<<<<
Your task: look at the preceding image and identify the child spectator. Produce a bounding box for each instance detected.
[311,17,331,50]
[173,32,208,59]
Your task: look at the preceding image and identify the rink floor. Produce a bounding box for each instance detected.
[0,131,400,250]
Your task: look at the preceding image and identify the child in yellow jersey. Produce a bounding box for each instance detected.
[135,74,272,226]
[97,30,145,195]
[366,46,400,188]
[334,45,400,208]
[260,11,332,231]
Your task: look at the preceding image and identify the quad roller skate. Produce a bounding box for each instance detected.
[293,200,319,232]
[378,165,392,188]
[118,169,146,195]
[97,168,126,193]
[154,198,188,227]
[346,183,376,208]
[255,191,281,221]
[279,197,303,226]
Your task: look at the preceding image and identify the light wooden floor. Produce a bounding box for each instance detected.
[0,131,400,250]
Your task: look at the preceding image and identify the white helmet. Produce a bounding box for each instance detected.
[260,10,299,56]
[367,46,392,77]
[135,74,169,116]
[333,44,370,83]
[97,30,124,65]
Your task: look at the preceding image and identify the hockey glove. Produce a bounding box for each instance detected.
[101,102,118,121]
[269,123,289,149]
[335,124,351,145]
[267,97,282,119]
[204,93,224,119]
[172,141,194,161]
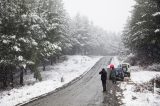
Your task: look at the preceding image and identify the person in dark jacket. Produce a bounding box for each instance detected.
[110,66,116,84]
[99,68,107,92]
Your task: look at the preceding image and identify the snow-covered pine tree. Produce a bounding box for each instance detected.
[124,0,159,64]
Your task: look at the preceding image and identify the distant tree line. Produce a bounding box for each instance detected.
[123,0,160,65]
[0,0,119,88]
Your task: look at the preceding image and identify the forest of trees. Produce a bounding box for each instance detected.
[123,0,160,65]
[0,0,120,88]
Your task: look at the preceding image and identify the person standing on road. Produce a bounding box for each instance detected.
[110,65,116,84]
[99,68,107,92]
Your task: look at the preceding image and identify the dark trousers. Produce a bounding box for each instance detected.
[112,77,116,84]
[102,80,106,91]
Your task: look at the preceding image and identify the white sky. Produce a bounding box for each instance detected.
[63,0,134,32]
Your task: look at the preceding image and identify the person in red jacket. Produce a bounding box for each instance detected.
[99,68,107,92]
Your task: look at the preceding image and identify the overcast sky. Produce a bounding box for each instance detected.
[63,0,134,32]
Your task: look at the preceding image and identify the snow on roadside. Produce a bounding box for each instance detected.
[0,55,101,106]
[120,66,160,106]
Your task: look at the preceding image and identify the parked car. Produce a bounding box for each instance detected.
[119,63,131,77]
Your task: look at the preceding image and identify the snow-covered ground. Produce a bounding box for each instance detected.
[0,55,101,106]
[112,57,160,106]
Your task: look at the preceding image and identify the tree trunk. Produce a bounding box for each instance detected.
[43,61,46,71]
[3,66,7,88]
[20,68,23,86]
[10,66,14,87]
[51,57,53,65]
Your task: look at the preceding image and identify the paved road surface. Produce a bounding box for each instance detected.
[24,57,120,106]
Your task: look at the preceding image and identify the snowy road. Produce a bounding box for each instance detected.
[24,57,119,106]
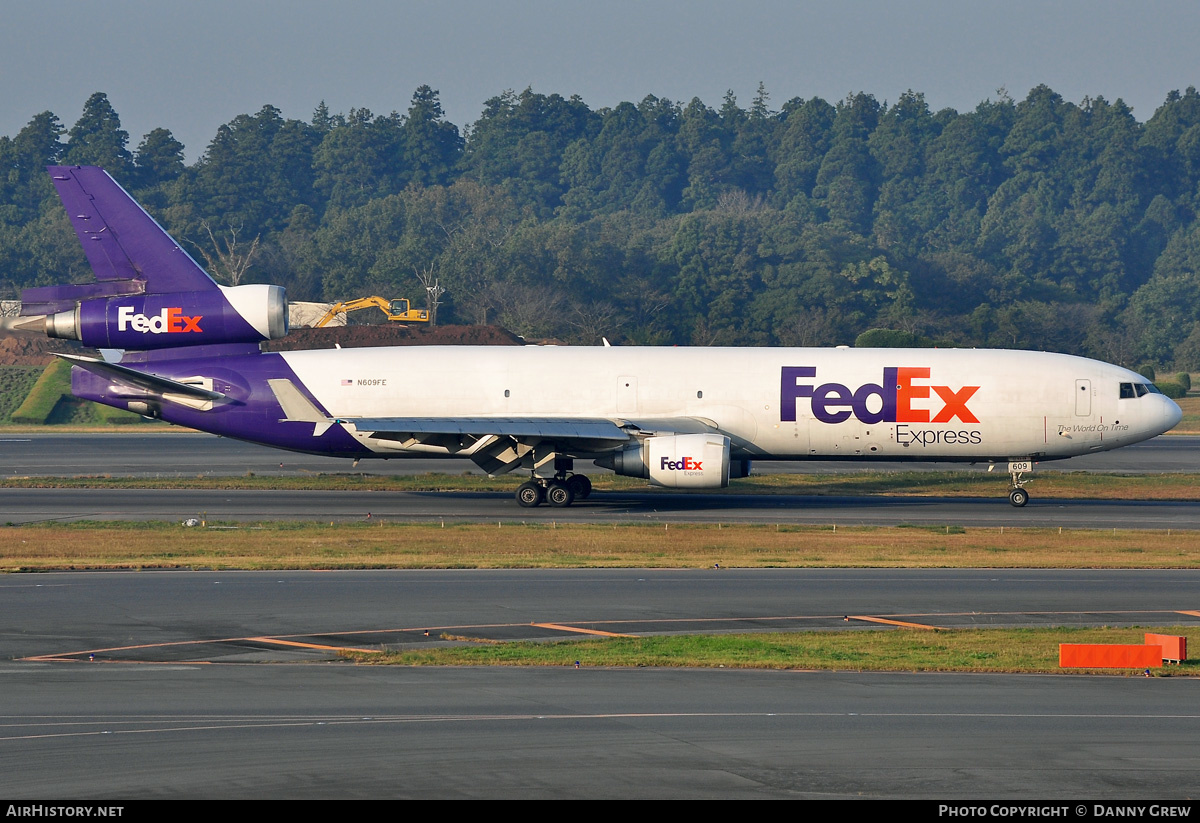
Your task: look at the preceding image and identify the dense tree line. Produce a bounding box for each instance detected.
[0,86,1200,370]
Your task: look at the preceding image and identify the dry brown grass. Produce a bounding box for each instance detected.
[0,523,1200,571]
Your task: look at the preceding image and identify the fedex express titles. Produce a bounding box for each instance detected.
[779,366,983,446]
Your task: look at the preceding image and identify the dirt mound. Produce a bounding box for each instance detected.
[0,331,98,366]
[263,325,523,352]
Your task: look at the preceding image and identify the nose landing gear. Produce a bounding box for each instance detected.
[1008,461,1033,509]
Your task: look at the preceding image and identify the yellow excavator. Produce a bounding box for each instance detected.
[313,298,430,329]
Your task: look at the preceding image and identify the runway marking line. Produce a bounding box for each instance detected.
[529,623,637,637]
[846,614,946,631]
[246,637,379,654]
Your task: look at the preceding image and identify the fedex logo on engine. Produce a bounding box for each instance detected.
[779,366,979,423]
[116,306,204,335]
[659,457,703,471]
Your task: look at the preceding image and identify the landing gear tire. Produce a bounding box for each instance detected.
[516,480,546,509]
[566,474,592,500]
[546,480,575,509]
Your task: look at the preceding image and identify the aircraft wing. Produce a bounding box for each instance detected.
[346,417,630,443]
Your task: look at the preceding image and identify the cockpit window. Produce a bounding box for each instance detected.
[1121,383,1163,400]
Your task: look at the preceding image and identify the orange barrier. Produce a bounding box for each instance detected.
[1146,632,1188,663]
[1058,643,1163,668]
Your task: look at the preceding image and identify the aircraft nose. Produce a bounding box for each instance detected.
[1162,397,1183,432]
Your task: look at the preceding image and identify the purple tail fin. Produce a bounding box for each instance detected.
[22,166,217,314]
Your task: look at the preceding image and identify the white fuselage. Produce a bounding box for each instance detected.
[282,347,1181,461]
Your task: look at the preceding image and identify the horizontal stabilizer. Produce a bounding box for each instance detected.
[58,354,226,402]
[266,378,337,437]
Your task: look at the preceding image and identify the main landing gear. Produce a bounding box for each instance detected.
[516,474,592,509]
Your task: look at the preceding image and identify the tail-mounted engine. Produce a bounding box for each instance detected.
[39,286,288,350]
[596,434,750,488]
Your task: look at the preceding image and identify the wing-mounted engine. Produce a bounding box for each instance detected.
[596,433,750,488]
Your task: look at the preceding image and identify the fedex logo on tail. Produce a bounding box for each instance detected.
[779,366,979,423]
[116,306,204,335]
[659,457,703,471]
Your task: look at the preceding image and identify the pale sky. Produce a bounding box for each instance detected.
[0,0,1200,162]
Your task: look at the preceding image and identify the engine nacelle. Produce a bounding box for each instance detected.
[46,286,288,350]
[596,434,729,488]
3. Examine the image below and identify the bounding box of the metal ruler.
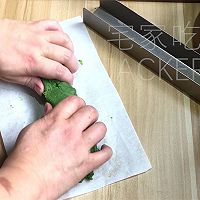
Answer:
[83,0,200,103]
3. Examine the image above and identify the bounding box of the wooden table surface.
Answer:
[0,0,200,200]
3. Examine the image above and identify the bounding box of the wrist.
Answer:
[0,166,45,200]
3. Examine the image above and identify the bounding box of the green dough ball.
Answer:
[43,79,77,106]
[43,79,99,182]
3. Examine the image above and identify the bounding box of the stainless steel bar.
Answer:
[83,0,200,102]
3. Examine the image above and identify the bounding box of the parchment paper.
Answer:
[0,17,151,199]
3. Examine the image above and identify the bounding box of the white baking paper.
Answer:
[0,17,151,199]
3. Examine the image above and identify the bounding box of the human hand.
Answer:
[0,19,78,94]
[0,96,112,199]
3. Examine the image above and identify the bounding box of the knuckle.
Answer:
[67,96,85,106]
[24,54,37,75]
[97,122,107,133]
[87,106,98,116]
[63,49,73,62]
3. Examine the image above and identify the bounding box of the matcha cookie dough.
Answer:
[43,79,77,106]
[42,79,99,181]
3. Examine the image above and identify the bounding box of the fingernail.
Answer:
[101,144,106,150]
[35,85,43,96]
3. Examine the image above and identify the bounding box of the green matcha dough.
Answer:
[43,79,77,106]
[42,79,99,182]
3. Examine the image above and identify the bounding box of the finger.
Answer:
[29,57,73,83]
[44,103,53,116]
[88,145,113,171]
[35,20,63,31]
[43,44,78,73]
[70,106,98,131]
[45,31,74,52]
[54,96,85,120]
[15,77,44,95]
[83,122,107,148]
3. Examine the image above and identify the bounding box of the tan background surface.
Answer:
[0,0,200,200]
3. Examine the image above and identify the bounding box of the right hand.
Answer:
[0,96,112,199]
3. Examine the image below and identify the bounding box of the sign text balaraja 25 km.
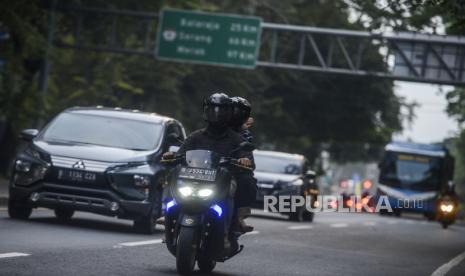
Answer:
[156,9,261,68]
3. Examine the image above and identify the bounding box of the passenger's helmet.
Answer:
[203,93,233,127]
[230,97,252,128]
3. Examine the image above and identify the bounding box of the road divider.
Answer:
[0,252,30,259]
[329,223,349,228]
[431,252,465,276]
[287,225,313,230]
[118,239,163,247]
[244,230,260,236]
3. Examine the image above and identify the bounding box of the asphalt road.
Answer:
[0,209,465,276]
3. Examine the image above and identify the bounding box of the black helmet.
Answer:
[231,97,252,128]
[203,93,233,127]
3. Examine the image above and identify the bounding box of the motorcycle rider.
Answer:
[163,92,253,249]
[230,97,257,233]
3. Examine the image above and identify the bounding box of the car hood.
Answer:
[34,141,153,163]
[254,171,300,184]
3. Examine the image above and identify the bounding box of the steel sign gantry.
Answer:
[49,6,465,85]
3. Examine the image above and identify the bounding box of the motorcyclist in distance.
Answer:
[230,97,257,232]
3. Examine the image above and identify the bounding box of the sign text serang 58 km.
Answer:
[156,9,261,68]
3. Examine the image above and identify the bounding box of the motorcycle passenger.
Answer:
[230,97,257,232]
[163,93,253,248]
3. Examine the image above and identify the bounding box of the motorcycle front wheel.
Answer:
[197,256,216,273]
[176,227,199,275]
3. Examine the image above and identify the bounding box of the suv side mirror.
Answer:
[168,146,179,152]
[19,129,39,142]
[166,132,182,145]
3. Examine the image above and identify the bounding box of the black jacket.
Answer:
[177,127,250,158]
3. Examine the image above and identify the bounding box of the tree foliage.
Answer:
[0,0,402,172]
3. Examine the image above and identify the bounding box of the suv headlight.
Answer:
[14,159,50,185]
[291,178,304,186]
[134,174,150,188]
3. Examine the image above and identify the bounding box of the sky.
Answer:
[393,81,458,143]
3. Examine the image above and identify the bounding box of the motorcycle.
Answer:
[162,142,253,274]
[437,198,457,229]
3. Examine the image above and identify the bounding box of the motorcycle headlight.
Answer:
[441,204,454,213]
[197,188,213,198]
[178,186,194,197]
[178,182,214,199]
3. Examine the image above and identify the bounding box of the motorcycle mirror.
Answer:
[305,170,316,178]
[239,142,255,151]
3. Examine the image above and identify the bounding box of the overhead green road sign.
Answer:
[156,9,261,68]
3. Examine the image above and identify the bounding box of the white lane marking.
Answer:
[431,252,465,276]
[115,239,163,248]
[330,223,348,228]
[287,225,313,230]
[0,252,30,259]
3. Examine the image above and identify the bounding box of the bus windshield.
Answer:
[379,152,442,191]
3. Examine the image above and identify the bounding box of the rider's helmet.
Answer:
[230,97,252,128]
[203,93,233,127]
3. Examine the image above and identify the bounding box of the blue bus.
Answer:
[377,142,454,220]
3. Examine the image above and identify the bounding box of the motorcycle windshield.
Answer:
[186,150,221,169]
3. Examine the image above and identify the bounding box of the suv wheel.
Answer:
[55,209,74,221]
[8,196,32,219]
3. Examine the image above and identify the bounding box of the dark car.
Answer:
[8,107,186,233]
[254,150,319,221]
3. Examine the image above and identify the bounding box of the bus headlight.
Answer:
[440,203,454,213]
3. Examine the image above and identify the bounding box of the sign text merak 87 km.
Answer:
[156,9,262,69]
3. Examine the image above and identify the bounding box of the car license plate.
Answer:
[179,167,216,182]
[58,169,97,183]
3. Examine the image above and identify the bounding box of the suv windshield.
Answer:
[42,113,163,150]
[254,153,303,174]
>>>>
STATED GOAL => Reproduce the stretch from the line containing "the child in" through the line containing "[172,141,194,161]", substituting "inline roller skate" for "quad roller skate" and leaving everything else unchanged.

FINISHED TASK =>
Your task: look at the preceding image and identify the child in yellow jersey. Produce a bounding box for each instance detected.
[135,74,272,226]
[97,30,145,195]
[366,46,400,188]
[334,45,400,208]
[260,11,332,231]
Your task: look at the preceding image and identify the inline roller skate. Produce a bounding box for each instance detected.
[293,200,319,232]
[378,165,392,188]
[118,169,146,195]
[97,168,126,193]
[154,198,188,227]
[346,183,376,208]
[255,191,281,221]
[279,197,303,226]
Your task: look at the preceding image and identify the light wooden floor. Produce a bounding box for each instance detected.
[0,131,400,250]
Your task: look at the preceding image and identify the white helmet. Produce a bounding box for each instance detected.
[260,10,299,56]
[367,46,392,77]
[135,74,169,116]
[333,44,370,83]
[97,30,124,65]
Your task: look at the preceding image and identify the hockey glove. Produce a bounding box for each instance detected.
[101,102,118,121]
[269,123,289,149]
[335,124,351,145]
[267,97,282,119]
[204,93,224,119]
[172,141,194,161]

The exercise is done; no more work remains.